*READING PASSAGE:*
## START
The great composition of this later period of Haydn’s life is beyond dispute his patriotic anthem, “Gott erhalte Franz den Kaiser”—the Austrian hymn, as, through thick and thin, it has remained. That, too, was indirectly a product of his English experiences! He had always been stirred in London by “God Save the King” and it became his ambition to provide something similar for his own nation. The great melody that resulted bears a distinct resemblance to a Croatian folksong of the Eisenstadt region, “Zalostna zarucnica”, which certain musicologists maintain served as the inspiration for Haydn’s melody, though the derivation has not been definitely established. But others than Austrians have made the song their own. The Germans, for instance, consorted it to a poem by Hoffmann von Fallersleben and thereby it became “Deutschland über alles”; the English-speaking 53 nations put it to churchly uses and made of it the hymn “Glorious Things of Thee are Spoken”.
## END
*SUPPLIED INFORMATION:*
## START
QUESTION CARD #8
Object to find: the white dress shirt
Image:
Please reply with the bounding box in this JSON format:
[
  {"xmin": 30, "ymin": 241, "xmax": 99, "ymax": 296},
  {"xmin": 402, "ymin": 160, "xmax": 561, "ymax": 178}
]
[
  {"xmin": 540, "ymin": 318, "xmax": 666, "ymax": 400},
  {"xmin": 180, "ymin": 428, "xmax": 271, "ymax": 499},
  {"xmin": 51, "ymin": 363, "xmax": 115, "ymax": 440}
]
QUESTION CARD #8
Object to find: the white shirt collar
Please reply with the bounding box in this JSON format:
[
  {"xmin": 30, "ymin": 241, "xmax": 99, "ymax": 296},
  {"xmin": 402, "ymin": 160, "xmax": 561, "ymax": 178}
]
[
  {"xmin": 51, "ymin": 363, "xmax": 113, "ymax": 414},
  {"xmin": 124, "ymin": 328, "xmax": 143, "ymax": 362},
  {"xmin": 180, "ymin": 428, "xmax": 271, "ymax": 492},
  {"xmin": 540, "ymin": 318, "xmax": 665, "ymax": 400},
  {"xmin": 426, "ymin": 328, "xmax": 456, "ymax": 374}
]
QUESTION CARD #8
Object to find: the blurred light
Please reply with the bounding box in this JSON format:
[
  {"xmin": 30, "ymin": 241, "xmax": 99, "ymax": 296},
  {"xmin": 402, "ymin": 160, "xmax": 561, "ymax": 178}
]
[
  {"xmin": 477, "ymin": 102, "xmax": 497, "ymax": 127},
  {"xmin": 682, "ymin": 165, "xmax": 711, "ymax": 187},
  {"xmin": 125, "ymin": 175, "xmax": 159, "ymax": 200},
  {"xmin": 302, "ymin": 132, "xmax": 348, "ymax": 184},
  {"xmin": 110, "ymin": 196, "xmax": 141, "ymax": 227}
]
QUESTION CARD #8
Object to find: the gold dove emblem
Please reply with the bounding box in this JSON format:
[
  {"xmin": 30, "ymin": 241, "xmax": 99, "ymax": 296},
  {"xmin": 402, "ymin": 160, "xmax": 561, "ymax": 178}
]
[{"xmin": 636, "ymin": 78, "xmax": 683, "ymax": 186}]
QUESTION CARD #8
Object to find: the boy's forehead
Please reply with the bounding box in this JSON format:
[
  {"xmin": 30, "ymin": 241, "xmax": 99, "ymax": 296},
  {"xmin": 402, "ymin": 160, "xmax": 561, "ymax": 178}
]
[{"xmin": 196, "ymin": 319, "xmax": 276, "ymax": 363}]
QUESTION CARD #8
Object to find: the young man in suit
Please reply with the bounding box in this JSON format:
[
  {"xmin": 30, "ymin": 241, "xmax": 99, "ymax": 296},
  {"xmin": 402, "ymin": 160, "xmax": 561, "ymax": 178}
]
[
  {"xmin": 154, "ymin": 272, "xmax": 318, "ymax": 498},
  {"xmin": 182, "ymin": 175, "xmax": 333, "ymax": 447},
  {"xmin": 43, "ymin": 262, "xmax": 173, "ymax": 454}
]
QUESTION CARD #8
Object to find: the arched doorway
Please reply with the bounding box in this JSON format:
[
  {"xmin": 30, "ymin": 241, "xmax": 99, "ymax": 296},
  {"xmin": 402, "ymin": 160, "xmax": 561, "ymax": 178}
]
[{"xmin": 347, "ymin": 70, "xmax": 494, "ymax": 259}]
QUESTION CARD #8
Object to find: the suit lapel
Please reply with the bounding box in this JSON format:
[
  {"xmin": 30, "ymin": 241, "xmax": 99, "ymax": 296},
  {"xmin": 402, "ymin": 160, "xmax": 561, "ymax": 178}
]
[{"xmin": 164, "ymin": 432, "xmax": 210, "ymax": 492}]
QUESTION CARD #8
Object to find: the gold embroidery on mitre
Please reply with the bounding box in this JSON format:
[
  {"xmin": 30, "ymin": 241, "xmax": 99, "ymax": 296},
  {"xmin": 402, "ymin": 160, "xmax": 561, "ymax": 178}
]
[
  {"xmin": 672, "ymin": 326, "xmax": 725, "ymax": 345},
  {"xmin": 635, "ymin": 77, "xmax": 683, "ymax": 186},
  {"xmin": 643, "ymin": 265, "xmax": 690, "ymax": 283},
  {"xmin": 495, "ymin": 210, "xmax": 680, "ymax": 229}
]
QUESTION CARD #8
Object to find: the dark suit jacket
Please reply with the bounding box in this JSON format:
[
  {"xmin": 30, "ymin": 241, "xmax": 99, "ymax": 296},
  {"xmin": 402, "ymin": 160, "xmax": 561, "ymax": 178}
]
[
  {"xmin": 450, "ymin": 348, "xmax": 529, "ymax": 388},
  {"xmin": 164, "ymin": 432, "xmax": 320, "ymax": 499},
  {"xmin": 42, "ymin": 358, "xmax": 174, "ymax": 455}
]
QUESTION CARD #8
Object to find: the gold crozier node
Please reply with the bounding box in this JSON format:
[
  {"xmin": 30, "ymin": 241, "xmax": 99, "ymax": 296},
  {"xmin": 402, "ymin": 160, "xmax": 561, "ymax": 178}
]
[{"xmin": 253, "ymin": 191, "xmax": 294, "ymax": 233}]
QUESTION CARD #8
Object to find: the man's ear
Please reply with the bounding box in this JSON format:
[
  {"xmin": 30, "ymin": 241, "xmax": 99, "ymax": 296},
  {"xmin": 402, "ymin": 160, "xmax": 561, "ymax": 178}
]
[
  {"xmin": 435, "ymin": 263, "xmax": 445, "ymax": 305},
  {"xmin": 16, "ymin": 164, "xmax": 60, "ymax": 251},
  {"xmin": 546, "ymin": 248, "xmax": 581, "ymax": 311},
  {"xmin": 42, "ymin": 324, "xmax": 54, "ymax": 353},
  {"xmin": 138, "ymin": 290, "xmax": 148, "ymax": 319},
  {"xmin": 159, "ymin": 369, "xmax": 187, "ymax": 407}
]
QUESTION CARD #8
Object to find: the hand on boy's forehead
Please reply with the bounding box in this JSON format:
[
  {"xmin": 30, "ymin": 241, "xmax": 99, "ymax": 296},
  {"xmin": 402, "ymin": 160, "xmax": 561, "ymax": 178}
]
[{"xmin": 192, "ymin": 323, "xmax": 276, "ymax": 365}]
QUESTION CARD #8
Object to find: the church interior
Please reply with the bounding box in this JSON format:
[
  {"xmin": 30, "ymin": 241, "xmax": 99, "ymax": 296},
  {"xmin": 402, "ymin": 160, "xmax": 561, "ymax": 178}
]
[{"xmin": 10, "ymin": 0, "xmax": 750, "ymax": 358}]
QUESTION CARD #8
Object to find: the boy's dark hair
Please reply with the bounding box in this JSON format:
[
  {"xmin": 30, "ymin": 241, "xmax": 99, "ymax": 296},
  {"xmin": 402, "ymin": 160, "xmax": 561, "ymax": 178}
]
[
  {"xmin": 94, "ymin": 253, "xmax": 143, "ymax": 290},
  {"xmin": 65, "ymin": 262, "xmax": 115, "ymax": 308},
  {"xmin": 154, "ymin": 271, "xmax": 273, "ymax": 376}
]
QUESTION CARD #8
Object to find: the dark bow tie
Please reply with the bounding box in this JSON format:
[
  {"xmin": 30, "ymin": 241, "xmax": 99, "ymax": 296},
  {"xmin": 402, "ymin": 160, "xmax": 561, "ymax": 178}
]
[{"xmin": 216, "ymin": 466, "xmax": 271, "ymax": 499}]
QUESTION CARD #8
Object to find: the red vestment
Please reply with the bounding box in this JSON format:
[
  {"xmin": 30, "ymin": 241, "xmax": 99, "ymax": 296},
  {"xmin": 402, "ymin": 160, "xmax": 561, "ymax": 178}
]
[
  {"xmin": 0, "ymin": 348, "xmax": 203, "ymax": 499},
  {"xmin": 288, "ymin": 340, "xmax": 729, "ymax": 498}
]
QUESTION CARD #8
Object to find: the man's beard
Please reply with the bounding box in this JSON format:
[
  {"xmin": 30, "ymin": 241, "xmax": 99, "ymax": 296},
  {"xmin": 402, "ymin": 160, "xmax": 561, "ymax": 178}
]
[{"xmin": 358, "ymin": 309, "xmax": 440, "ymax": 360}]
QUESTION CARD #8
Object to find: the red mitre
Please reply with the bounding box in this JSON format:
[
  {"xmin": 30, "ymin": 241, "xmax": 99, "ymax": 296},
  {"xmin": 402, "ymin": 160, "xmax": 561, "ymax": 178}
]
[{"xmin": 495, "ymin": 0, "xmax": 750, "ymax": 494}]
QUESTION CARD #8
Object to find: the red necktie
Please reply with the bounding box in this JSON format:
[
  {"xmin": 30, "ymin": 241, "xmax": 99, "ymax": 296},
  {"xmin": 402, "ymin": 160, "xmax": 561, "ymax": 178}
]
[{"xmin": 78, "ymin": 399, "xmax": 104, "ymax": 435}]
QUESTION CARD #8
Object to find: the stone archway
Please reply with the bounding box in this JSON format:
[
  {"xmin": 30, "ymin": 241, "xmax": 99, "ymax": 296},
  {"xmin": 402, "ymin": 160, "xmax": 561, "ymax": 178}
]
## END
*DIRECTIONS:*
1 – Please gather every line of the records that contains the word "shirt".
2 – Resume the passage on Haydn's Austrian hymn, continuing on from its final sentence.

*ANSWERS IN ORDER:*
1 –
Object to find: the white dress shirt
Object to find: the white shirt collar

2 –
While he was still engaged in exacting creative work he set a schedule for himself which he appears to have followed rigorously. A daily plan of activities (written by Elssler, Dr. Geiringer surmises) furnishes a picture of “Herr von Haydn’s” routine. He was living in a house he had bought in the “Gumpendorfer” district of Vienna. We read that “in the summertime he rose at 6.30 A.M. First he shaved, which he did for himself up to his 73rd year, and then he completed dressing. If a pupil were present, he had to play his lesson on the piano to Herr von Haydn, while the master dressed. All mistakes were promptly corrected and a new task was then set. This occupied an hour and a half. At 8 o’clock sharp, breakfast had to be on the table, and immediately after breakfast Haydn sat down at the piano improvising and drafting sketches of some composition. From 8 o’clock to 11.30 his time was taken up in this way. At 11.30 calls were received or made, or he went for a walk until 1.30. The hour from 2 to 3 was reserved for dinner, after which Haydn immediately did some little work in the house or resumed his musical occupations. He scored the morning’s sketches, devoting three to four hours to this. At 8 P.M. Haydn usually went out and at 9 he came home and sat down to write a score or he took a book and read until 10 P.M. At that time he had supper, which consisted of bread and wine. Haydn made a rule of eating nothing but bread and wine at night and infringed it only on sundry occasions when he was invited to supper. He liked gay conversation and some merry entertainment at the table. At 11.30 he went to bed, in his old age even later. Wintertime made no difference to the schedule, except that Haydn got up half an hour later.”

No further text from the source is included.